The Alabama Supreme Court has made waves by ruling that embryos being stored in fertility clinics are children. As such, those clinics can be held responsible for their deaths. The case was initiated by a number of families who lost their embryos when someone wandered into the “cryogenic nursery” and removed several embryos, which he dropped because they were too cold.
The ruling has set off shock waves because it seems to confirm progressives’ predictions after Dobbs that the ruling would embolden social conservatives to seek to eliminate in vitro fertilization in addition to abortion. The National Infertility Association underscored that message in response to Alabama’s ruling, suggesting that the ruling would have “profound implications far beyond Alabama’s borders.”
While that is likely true, the majority opinion only appeals to Alabama state law. It explicitly declines to invoke the 14th Amendment or the normative questions of the ethical treatment of extra-uterine embryos. It offers little by way of philosophical discussion about the moral status of the embryo, instead focusing almost exclusively on whether there is an unwritten “exception” to Alabama’s Wrongful Death of a Minor Act (enacted in 1872), the statute on which the ruling was made. The narrowness of the focus entails that the Court only has to answer one question: does location make a difference to the understanding of “child,” or does it not? Alabama had ruled previously that embryos were unborn children before, so it simply extended the precedent to these cases.
It will not surprise (you) readers of this newsletter to learn I have no objection to the ruling as such: embryos are persons, and the fertility industry is shockingly under-regulated. Some people have quipped that fertility clinics in the U.S. have fewer regulations than hair salons, which is not obviously false. Increasing scrutiny on such an industry seems entirely warranted. Moreover, the opinion goes out of its way to specify that criminal law does not track civil law. So, while this is a ‘wrongful death’ lawsuit, it is not necessarily the case that mishandling embryos might open a fertility clinic up to charges of murder or manslaughter.

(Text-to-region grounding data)

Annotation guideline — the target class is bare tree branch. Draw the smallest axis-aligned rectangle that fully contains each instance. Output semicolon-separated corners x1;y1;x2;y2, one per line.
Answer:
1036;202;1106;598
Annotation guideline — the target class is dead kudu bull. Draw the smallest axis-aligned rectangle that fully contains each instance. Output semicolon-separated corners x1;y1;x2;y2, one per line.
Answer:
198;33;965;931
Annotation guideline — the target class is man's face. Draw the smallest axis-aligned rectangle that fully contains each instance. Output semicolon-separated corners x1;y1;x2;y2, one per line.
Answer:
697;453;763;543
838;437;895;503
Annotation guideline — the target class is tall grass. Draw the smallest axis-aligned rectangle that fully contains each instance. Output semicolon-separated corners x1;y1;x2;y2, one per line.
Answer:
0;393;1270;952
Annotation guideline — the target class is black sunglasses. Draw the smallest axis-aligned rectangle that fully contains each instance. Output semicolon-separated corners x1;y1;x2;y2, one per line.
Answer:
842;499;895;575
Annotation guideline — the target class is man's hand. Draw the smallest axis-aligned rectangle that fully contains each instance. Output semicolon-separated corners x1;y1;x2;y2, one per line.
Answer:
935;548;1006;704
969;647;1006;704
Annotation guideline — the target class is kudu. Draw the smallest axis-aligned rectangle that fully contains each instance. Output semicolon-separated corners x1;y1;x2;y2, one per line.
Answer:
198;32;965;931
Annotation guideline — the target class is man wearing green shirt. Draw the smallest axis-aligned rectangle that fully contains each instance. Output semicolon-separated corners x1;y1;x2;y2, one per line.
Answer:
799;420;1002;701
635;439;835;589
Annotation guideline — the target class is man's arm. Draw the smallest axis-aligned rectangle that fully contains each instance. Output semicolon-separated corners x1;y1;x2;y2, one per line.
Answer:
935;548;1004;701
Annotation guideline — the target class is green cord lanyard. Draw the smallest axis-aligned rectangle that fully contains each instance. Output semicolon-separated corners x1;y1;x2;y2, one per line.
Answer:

= TASK DESCRIPTION =
According to the commentary on the Alabama embryo ruling, what statute was the ruling made on?

= SOLUTION BELOW =
Alabama's Wrongful Death of a Minor Act, enacted in 1872.